■ EXERCISE GOAL ■
All of the material should be reproduced exactly, with pictures left out.
## start DATA TO USE
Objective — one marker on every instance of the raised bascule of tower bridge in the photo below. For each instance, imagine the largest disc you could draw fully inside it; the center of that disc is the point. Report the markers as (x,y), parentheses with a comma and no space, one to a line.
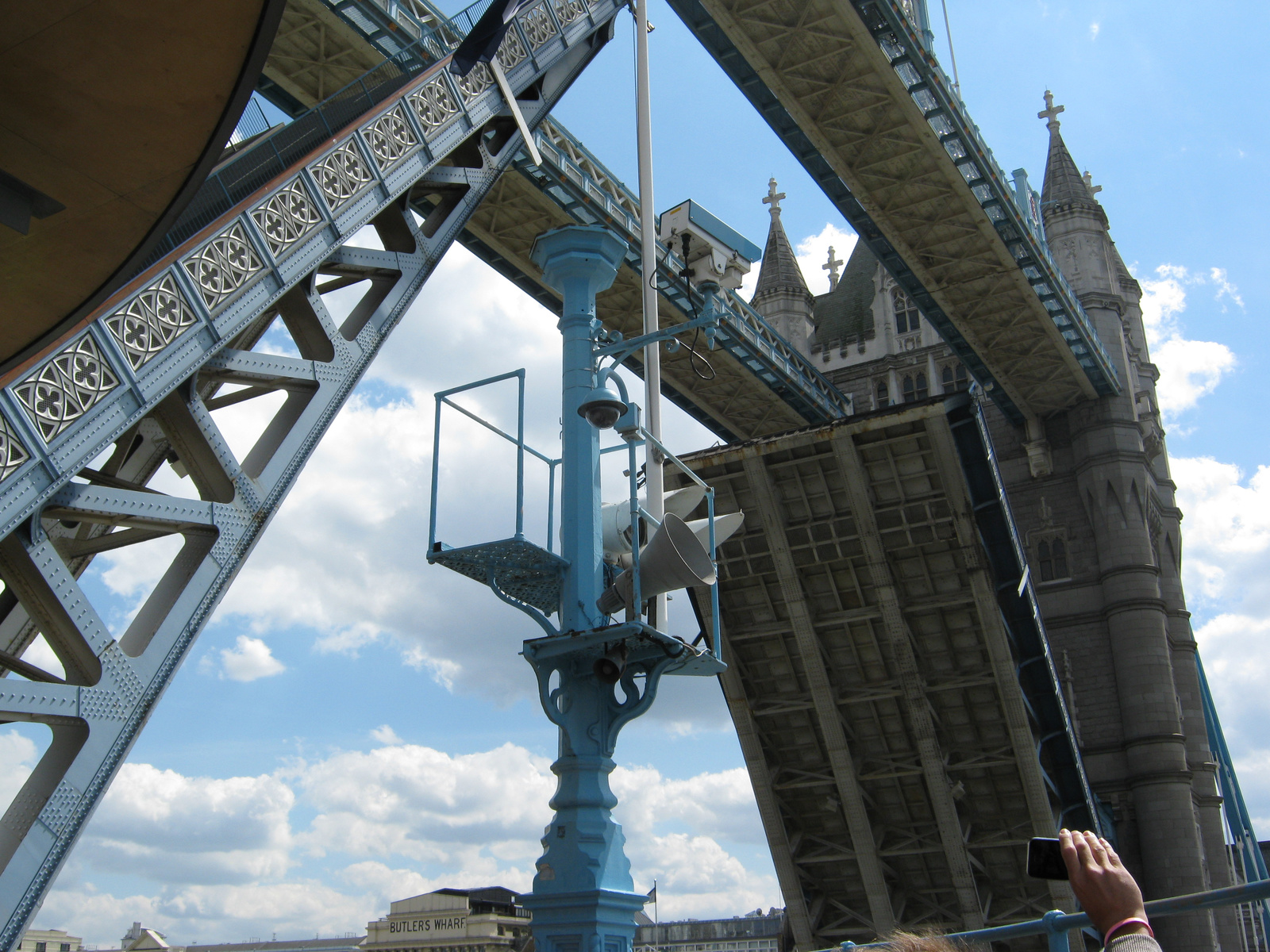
(952,619)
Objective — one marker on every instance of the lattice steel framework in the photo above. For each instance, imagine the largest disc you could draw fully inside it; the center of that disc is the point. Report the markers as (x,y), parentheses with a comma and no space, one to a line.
(140,385)
(899,765)
(850,89)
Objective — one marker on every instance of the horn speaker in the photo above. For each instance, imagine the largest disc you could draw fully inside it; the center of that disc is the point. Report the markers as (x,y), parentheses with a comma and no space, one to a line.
(673,559)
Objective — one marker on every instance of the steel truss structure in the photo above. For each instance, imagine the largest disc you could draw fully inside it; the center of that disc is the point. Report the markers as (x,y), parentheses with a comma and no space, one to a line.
(865,108)
(87,427)
(889,676)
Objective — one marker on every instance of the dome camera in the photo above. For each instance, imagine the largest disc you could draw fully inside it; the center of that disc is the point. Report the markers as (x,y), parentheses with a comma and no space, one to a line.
(602,408)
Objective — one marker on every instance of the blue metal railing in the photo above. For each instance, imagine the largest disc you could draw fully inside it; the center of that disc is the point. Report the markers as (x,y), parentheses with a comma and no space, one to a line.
(518,441)
(1237,818)
(1057,924)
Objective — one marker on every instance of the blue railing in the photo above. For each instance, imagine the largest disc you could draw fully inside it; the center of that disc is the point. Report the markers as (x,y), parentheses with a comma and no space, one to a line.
(1057,924)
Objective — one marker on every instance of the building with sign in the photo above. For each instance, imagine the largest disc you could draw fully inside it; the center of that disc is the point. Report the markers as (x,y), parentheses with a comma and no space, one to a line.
(452,920)
(48,941)
(742,933)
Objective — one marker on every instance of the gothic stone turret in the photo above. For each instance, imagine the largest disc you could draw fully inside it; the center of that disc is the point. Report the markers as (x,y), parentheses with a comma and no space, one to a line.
(1103,533)
(781,294)
(1103,536)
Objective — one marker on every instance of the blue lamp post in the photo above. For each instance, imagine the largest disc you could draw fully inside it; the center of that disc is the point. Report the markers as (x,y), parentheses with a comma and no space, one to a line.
(594,674)
(583,895)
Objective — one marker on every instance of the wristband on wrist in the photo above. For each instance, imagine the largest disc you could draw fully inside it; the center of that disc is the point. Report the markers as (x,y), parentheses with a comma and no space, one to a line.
(1132,920)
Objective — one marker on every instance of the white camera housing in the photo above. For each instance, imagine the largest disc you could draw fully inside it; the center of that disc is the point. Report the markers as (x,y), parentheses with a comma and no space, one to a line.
(717,251)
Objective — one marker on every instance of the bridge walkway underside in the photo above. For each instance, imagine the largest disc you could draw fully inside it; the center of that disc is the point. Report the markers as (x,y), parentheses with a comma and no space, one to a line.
(873,682)
(849,88)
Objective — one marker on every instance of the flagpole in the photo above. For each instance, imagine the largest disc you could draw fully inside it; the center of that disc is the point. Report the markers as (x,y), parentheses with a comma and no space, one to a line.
(653,482)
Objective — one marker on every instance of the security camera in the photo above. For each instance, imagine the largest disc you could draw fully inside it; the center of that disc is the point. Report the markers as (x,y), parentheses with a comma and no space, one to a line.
(602,408)
(609,670)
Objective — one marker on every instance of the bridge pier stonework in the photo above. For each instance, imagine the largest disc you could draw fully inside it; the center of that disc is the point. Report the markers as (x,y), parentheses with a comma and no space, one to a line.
(1114,601)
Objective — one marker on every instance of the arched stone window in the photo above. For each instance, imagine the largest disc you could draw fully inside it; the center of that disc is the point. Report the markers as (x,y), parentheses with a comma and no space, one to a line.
(1052,559)
(905,310)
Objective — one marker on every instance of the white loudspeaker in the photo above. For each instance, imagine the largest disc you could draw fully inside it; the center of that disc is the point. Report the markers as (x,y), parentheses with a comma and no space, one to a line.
(615,520)
(673,559)
(724,527)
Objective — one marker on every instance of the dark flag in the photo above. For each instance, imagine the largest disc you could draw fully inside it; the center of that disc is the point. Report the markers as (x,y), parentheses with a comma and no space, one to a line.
(482,44)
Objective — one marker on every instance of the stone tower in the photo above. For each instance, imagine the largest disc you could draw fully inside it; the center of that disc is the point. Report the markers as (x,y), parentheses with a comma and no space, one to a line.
(1104,536)
(1102,530)
(781,294)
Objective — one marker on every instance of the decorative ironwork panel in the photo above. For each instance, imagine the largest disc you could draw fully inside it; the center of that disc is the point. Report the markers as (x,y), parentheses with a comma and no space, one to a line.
(569,10)
(67,387)
(539,25)
(342,175)
(435,106)
(476,82)
(286,216)
(152,321)
(222,266)
(511,51)
(13,454)
(391,137)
## end DATA TO USE
■ EXERCISE RESULT ■
Objective — one marker on every instance of the raised bascule of tower bridge in the photo below. For each instance, imagine the largest disc you could draw fully inside it; the center of that disc is the point. Report the markers as (x,y), parentheses with a comma and no space, one to a line.
(952,619)
Objective — one marker on every instance of the lattice steel framework in the photo above. For each instance, imagine the largest disc you could draw fully inside it; the center of that disc is the point. Report the markers as (x,y), parentheses with a comma and no space, one to a line.
(140,385)
(899,765)
(850,89)
Objective — one marker on every instance of the horn speaker in the photo above. For each instance, imagine the largest disc you could draw fully inside it; the center of that disc is the point. Report the markers as (x,y), parentheses with a comma and no space, one to a line.
(673,559)
Objective — one marker on every instance of the steel truss structure in the photo above. For each instance, imagine the largest disc you could draw fully inside it; the center of that disc is the point. Report the markers as (x,y), parentheses with a comma and no space, one to a line.
(865,108)
(87,427)
(889,676)
Objective — one marker on every instance of the dome camera in the photo above. For each instance, imagine the largest disc you could draw fully inside it; the center of that disc is the point. Report the markers as (x,y), parentheses with a comma and no space, one to a line.
(602,408)
Objective — one marker on every instance of the blue metal railing in the photo above. For each instance, imagine the largest disc you could draw fully inside it; the center of that disc is the point. Report the markers as (x,y), parentheses with a comma and no space, one to a line.
(518,441)
(1237,818)
(1057,924)
Objective — one marker on every instance of the blue railing in the photo above. For each instance, imagine the largest disc you could draw fully inside it; the center of that disc is the point. Report the markers as (x,y), parentheses with a comma and no space, one to a line.
(1057,924)
Objective — one marker on every instance of the building with sign in the photo above. For each instance, imagine the largest disc you could draw fully inside it; the center of that disc is the point. Report the markers as (x,y), parentheses with a comma and no space, one to a line.
(452,920)
(48,941)
(742,933)
Objective — one marker on every instance of the gothic stone turret in the photo above. For each instance, imagine the largest disc you could draw fully inside it; the center of that disc is the point. Report the markers as (x,y), parentheses with a comma and no space, one to a line.
(1103,533)
(781,294)
(1103,536)
Objective — one marker on every instance of the blue lamp post in the photo above. For each instance, imagine the largest disc you could draw fully inside it; the center of that disc is the point. Report the markers as (x,y), parentheses with a comma and no space, one to a line.
(594,674)
(583,895)
Objective — one marker on every instance of the wristband on wrist in the photo above. For each instance, imagine the largest disc you could draw fully inside it; the center of that disc is the point. Report the markers as (x,y), parentheses with a comma and no space, one to a line.
(1132,920)
Objective — one marker on every instance of the white camera housing in the photo above. For each instance, imagine the largest disc you could draw fully inside it; the center of that disc is the point. Report the markers as (x,y), parentheses with a comma and no space, one to a line.
(717,251)
Objective — one marker on every instance of the bridge walkway underside in the photo above. For each instance, imagine the largest disc you could draw fully inside it; the center of that disc is the point. Report the markers as (x,y), parentheses with a comma and no space, one to a line.
(873,682)
(849,88)
Objective — one marker on every instance of the flagpole in the photo above. For each instance, imagine the largest disc you could draw fully inside it; the center of that disc is the point. Report the markers as (x,y), parentheses with a comma and no space, one to a line.
(653,482)
Objective — one marker on every instance of the security camera in the photo above. For each instance, imagine the largest disc you could draw fully inside it; the center of that disc is the point. Report the markers as (x,y), parentheses with a comma and no space, one to a line.
(602,408)
(609,670)
Objective — one marker on every instance of the bridge pier stonework in the photo above. For each instance, imagine the largest disc you could draw fully inside it; the center of that disc is the point. Report the markers as (x,y), parentheses with a comma and no space, one to a line.
(1114,601)
Objective — one marker on every instance of the arched stone window in the photo above. For each instance, imagine the largest disc you could draw fully inside it; the center of that disc is the point. Report the markers as (x,y), parentheses with a comma and no space, one to a line.
(1052,559)
(905,310)
Objective — one marker on every instance of the white loudspeaker in the photo above. For each instance, imagine the largest disc you could draw fully inside it; the center of that disc is the point. Report the markers as (x,y), parentheses with a comma and no space, one to a line.
(615,520)
(673,559)
(724,527)
Objective — one marker on every instance of the dark flag in the photo above. For each instance, imagine the largest disc you could draw fully inside it; the center of that disc is the point. Report the markers as (x,y), parentheses with a comma and no space, one to a line.
(482,44)
Objective — one marker on every instance of the stone tower in the photo above. For each instance, imagine the largest disc you could draw fully inside it; the center of that disc is the point. Report the markers as (x,y), parentheses with a comma and no space, one to a line.
(1104,536)
(1102,530)
(781,294)
Objective — one marker on every instance of the decorative ironwork panel in the photo above. For each instance, imagine the largest disc you could draw fully inside it; the center of that disc is the point. Report the markers as (x,y), parentheses with a comma and no space, one to a line.
(569,10)
(67,387)
(539,25)
(342,175)
(435,106)
(476,82)
(286,216)
(152,321)
(222,266)
(511,51)
(13,454)
(391,137)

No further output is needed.